Experimente:
Reescreva como uma lista JSON de strings, uma para cada linha, o trecho das entradas que começa na linha que contém "This document pairs" e termina na linha que contém "box: [0, 94, 350, 259]", incluindo as duas. Deixe de fora as linhas em branco.

[Informações extraídas]

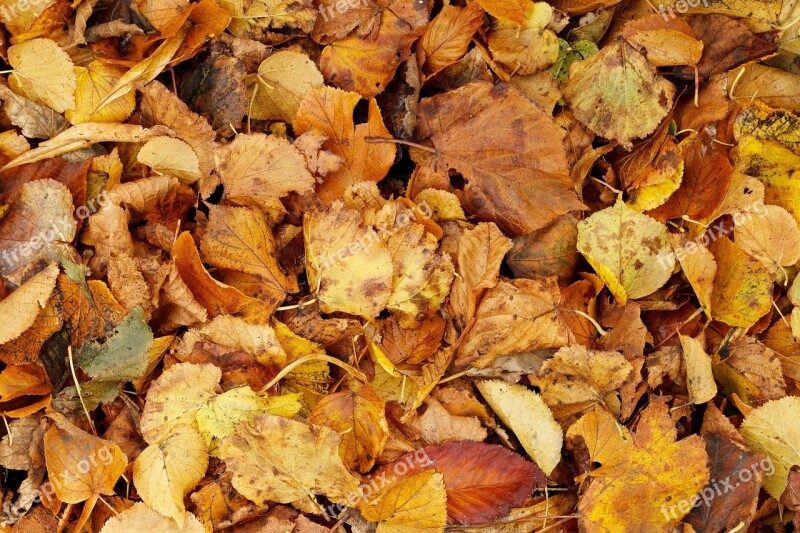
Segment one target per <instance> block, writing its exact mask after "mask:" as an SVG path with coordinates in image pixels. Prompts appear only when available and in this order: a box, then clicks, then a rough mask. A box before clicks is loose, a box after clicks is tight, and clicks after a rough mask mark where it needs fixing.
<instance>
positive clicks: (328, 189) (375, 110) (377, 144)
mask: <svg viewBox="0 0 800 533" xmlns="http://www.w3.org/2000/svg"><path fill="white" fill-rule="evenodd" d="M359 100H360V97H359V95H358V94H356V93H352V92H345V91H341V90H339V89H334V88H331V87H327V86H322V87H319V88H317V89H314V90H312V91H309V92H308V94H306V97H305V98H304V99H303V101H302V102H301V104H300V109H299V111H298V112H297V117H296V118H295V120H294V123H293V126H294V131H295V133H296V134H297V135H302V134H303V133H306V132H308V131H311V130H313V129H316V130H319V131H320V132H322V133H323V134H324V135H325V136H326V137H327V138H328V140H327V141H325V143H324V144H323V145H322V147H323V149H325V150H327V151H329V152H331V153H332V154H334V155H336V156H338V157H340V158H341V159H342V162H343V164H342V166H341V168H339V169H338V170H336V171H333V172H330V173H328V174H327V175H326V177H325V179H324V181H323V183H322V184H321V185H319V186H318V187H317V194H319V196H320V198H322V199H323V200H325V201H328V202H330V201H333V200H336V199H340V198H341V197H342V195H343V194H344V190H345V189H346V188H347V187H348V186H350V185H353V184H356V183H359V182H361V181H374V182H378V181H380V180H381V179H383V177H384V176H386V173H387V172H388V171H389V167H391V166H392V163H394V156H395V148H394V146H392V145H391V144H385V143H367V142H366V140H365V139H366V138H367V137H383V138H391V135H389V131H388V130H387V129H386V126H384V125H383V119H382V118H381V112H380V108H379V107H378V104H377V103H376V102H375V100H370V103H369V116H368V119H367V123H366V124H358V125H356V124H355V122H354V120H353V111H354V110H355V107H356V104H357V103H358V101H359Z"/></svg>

[/Informações extraídas]
[Informações extraídas]

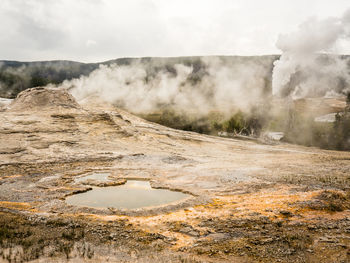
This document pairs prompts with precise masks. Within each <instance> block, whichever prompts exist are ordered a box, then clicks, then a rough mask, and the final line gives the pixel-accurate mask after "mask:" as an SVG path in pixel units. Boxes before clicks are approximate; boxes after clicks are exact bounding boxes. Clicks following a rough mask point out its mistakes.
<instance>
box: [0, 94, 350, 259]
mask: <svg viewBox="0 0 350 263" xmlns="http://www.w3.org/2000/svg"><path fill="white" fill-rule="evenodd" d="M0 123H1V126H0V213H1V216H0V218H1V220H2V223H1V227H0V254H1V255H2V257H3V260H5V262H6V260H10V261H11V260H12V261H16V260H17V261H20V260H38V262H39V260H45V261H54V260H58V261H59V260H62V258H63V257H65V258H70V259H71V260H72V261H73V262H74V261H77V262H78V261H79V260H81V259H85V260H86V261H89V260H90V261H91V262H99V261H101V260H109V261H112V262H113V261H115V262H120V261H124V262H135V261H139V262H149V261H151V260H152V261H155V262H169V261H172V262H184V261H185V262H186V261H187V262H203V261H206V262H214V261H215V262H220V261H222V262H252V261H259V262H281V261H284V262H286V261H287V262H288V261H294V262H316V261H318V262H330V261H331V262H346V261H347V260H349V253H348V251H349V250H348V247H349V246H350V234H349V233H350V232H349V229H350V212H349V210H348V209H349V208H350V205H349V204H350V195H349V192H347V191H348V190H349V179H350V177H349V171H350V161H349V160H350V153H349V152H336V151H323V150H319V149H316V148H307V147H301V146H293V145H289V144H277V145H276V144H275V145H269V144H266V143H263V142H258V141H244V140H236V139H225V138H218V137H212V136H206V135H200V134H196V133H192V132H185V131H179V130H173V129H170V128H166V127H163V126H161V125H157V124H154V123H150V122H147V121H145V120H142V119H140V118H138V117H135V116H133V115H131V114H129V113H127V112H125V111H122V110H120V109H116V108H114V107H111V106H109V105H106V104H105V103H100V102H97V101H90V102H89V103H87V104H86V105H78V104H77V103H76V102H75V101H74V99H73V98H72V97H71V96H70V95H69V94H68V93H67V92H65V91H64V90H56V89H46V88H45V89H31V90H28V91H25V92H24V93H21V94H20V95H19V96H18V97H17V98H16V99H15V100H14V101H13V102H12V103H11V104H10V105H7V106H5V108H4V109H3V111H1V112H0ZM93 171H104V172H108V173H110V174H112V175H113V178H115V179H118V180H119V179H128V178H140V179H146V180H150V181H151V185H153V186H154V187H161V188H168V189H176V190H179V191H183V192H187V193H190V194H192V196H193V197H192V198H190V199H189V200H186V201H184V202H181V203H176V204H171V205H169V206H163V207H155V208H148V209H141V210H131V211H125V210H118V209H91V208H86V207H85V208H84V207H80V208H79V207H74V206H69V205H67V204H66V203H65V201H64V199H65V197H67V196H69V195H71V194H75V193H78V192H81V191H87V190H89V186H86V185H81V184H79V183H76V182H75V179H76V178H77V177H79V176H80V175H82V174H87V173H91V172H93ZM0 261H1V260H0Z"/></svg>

[/Informações extraídas]
[Informações extraídas]

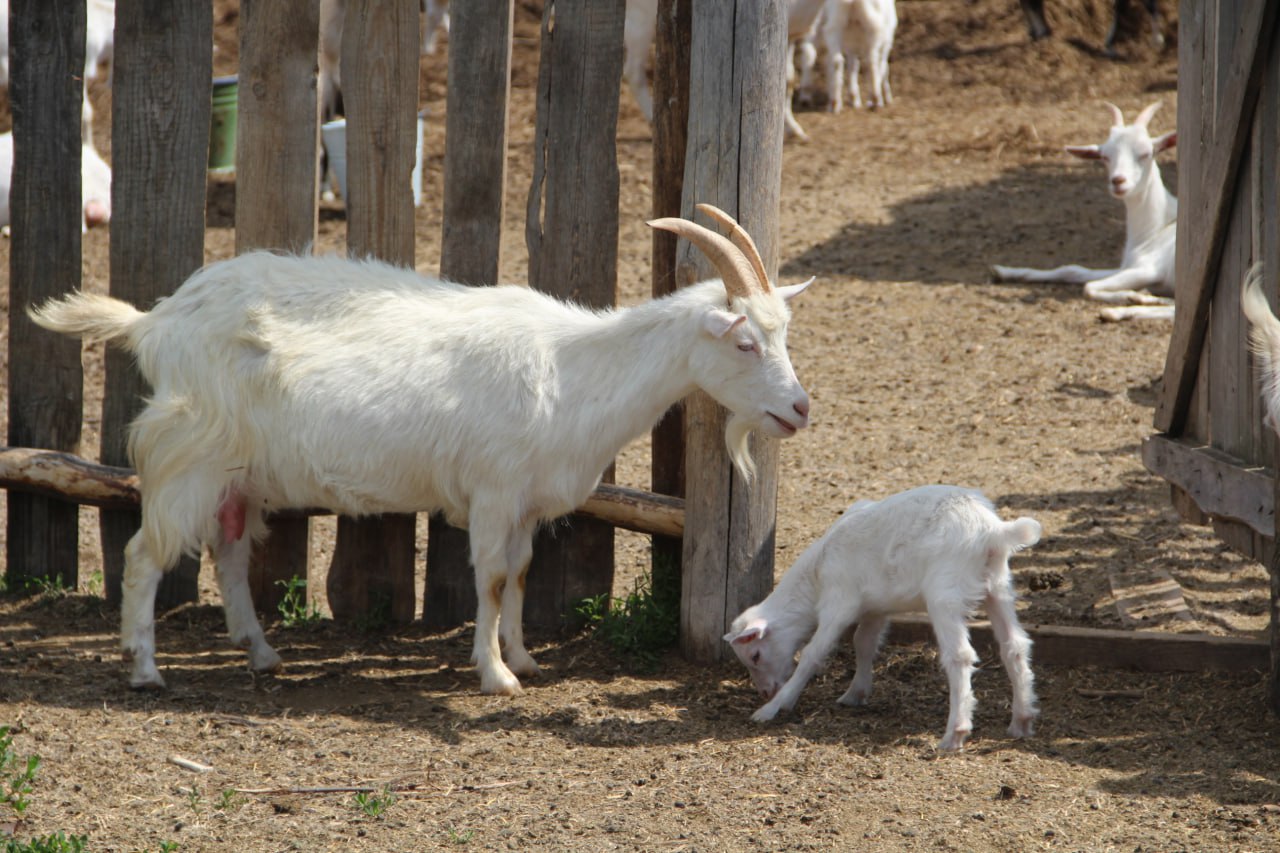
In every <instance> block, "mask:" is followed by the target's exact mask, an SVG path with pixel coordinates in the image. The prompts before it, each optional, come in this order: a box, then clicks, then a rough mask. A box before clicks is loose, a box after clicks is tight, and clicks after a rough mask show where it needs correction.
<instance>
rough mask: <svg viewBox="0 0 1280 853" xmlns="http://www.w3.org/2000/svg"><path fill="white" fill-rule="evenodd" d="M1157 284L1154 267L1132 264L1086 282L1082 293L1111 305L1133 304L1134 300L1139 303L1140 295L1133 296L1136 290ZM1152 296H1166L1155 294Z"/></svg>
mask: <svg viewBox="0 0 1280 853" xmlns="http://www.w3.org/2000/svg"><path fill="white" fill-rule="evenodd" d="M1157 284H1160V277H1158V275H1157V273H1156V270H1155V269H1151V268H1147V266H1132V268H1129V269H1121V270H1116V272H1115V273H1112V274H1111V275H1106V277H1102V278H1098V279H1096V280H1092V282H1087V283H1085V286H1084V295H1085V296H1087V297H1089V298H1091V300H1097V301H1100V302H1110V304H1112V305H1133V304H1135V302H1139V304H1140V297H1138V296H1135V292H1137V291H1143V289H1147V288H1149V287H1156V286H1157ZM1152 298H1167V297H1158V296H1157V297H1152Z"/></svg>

[/Informações extraídas]

Solução do exercício:
[
  "This document pairs prompts with precise masks. Within each <instance> block, whichever prompts exist are ordered a box, then clicks, then a rough mask, and the final line gives the pixel-accurate mask after \"mask:\" as an SVG path in pixel units. Boxes before clicks are approximate; boxes after clicks are exact bounding boxes. Clicks following a rough mask point out its mistakes.",
  "<instance>",
  "box: [0, 94, 350, 259]"
]